(EXERCISE AIM):
Keeping every word and mark, copy all of the data.

(ENTRIES PROVIDED):
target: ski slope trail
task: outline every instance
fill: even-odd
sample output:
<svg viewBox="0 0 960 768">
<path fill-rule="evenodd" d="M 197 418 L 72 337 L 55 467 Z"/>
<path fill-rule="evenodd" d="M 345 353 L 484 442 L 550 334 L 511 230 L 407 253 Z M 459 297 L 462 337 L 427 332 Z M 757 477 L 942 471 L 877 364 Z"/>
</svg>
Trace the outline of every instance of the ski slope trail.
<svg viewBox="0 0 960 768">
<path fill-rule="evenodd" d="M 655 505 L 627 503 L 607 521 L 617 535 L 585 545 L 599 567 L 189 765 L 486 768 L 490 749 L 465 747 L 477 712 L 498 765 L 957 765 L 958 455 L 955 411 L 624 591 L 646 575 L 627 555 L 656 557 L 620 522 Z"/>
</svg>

(SOLUTION TO THIS EXERCISE):
target: ski slope trail
task: outline every instance
fill: even-odd
sample output:
<svg viewBox="0 0 960 768">
<path fill-rule="evenodd" d="M 197 418 L 72 337 L 55 467 Z"/>
<path fill-rule="evenodd" d="M 345 353 L 484 442 L 550 334 L 511 230 L 407 253 Z M 459 297 L 462 337 L 427 332 Z M 757 477 L 942 471 L 877 364 Z"/>
</svg>
Trace the outline of every instance of the ski slope trail.
<svg viewBox="0 0 960 768">
<path fill-rule="evenodd" d="M 655 505 L 627 503 L 607 521 L 617 535 L 585 545 L 599 567 L 189 765 L 486 768 L 490 749 L 465 747 L 477 712 L 498 765 L 957 765 L 958 455 L 955 411 L 624 591 L 646 575 L 627 555 L 656 557 L 620 522 Z"/>
</svg>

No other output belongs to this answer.